**Excerpt to read**:
★ ★ ★ ★ ★

Keeping up to date medical equipment is a must for all practices and hospitals. However it often comes with a high price tag that can create a financial burden for the business. Medical equipment financing help to alleviate that financial burden by offering affordable monthly payments for medical equipment purchases.
Financing Medical Equipment
If you own a medical practice or run a hospital you are aware of the large price tag around new medical equipment. Financing medical equipment through loans or leasing is a great option that will help to break up this big purchase price and spread it out to affordable monthly payments for 2 to 5 years depending on your businesses needs.
Loans for Medical Equipment
Loans for medical equipment take the large purchase price of equipment and break it up into affordable monthly payments. Interest rates reflect the borrower’s credit rating and history. A loan term lasts 2 to 5 years depending on the borrower’s’ needs. During the loan term there is a lien help on the medical equipment, failure to repay the loan could result in repossession. At the end of the loan, after the final payment is made the lien is removed and the borrower has full ownership of the medical equipment, creating a large asset of the medical practice or hospital.

★ ★ ★ ★ ★

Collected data
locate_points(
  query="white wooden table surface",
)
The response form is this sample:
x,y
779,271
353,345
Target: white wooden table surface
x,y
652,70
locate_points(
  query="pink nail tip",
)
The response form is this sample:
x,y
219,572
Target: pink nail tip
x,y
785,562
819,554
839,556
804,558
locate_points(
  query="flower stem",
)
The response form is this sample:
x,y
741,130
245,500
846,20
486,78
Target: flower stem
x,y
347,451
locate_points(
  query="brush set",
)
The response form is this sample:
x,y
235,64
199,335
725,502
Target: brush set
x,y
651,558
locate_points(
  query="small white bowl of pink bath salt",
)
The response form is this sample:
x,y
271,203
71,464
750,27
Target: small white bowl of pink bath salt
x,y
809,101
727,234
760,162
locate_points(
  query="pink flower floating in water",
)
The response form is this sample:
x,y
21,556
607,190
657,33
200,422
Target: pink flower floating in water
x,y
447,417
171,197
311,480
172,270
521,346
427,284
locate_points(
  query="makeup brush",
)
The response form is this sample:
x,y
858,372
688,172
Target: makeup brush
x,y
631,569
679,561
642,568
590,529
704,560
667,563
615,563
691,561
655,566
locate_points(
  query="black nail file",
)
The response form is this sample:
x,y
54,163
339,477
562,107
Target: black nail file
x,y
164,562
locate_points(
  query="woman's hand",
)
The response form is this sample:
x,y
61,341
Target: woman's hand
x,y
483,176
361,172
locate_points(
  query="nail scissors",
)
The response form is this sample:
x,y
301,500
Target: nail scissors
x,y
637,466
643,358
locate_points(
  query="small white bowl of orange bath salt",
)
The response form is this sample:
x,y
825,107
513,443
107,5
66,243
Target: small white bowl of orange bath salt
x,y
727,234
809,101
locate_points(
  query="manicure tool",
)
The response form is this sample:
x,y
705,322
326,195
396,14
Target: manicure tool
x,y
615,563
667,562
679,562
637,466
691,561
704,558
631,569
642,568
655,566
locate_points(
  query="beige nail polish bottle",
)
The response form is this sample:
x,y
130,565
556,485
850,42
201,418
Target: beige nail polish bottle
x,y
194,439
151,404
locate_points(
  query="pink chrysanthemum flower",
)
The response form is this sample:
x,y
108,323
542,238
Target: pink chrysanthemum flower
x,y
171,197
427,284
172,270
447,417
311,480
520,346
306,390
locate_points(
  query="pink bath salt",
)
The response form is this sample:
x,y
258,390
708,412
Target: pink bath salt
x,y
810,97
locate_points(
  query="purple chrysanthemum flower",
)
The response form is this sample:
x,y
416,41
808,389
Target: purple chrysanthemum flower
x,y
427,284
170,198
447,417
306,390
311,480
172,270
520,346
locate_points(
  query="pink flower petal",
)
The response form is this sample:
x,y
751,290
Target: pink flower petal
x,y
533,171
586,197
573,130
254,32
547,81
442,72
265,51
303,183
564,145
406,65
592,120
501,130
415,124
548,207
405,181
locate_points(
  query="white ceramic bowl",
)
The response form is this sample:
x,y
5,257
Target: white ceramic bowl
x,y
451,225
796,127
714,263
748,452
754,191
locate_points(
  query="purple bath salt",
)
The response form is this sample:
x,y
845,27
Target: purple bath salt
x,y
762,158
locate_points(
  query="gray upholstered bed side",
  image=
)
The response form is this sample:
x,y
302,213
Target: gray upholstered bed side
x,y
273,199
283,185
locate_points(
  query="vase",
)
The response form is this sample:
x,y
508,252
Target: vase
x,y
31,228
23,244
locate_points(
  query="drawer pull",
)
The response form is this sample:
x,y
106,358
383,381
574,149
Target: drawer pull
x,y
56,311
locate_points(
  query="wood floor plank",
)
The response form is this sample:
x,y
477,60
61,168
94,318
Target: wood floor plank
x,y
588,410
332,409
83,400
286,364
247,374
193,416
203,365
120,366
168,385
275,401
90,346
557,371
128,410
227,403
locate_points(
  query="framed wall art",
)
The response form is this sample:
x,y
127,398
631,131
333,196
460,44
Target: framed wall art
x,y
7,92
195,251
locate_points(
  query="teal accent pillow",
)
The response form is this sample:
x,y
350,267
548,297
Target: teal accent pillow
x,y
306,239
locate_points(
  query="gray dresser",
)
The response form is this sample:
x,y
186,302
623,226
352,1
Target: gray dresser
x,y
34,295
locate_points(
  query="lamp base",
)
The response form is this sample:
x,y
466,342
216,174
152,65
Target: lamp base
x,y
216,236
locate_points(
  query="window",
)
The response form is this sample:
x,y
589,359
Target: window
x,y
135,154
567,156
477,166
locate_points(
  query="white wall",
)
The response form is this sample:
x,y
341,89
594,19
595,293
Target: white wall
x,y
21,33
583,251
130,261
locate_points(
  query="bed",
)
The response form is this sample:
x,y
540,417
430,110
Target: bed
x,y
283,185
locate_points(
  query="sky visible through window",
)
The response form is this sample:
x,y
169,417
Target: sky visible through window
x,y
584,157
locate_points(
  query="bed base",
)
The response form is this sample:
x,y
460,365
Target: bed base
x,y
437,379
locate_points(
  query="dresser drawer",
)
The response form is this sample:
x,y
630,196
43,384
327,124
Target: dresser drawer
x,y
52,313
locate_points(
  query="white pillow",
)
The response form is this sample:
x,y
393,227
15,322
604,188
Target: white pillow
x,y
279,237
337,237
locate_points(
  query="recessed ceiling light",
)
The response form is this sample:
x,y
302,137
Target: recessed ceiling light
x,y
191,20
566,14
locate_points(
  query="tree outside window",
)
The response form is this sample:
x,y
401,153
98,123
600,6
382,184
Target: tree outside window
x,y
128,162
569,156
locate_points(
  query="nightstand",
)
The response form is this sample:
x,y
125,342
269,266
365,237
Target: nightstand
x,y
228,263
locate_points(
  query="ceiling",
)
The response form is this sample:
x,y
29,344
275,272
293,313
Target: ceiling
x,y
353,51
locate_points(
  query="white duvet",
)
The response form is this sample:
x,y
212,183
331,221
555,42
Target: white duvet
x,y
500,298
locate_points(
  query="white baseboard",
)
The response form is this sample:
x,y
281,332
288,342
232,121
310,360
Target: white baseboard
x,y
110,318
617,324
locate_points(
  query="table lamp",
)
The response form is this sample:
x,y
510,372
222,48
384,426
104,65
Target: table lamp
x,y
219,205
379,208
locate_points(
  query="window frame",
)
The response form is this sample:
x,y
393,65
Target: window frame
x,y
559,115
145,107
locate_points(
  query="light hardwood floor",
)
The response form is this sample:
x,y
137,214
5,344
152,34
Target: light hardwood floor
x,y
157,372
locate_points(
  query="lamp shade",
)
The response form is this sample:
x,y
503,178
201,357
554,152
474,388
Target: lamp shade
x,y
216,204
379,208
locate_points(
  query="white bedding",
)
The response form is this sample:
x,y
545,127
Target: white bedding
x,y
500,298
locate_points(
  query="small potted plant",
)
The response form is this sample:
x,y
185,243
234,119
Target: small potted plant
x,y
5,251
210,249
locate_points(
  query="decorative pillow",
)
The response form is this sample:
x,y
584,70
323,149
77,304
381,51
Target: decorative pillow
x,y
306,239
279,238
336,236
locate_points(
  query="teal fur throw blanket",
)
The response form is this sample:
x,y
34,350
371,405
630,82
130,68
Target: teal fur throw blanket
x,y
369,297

★ ★ ★ ★ ★

**Task statement**: Please carry on the piece on medical equipment financing, starting right after its last sentence about the borrower gaining full ownership. The entries are separate from the piece on medical equipment financing.

**Written answer**:
Leasing Medical Equipment
Leasing medical equipment is similar to a rental. During the lease term the borrower makes monthly payments with interest to the lender. The life of the lease typically lasts 2 to 5 years, similar to a loan. At the end of the lease the borrower return the medical equipment with option to buy it at a reduced cost. Leasing typically requires a high credit score and large down payment. The lease payments are typically tax deductible making this a sought after option for make medical practices and hospitals.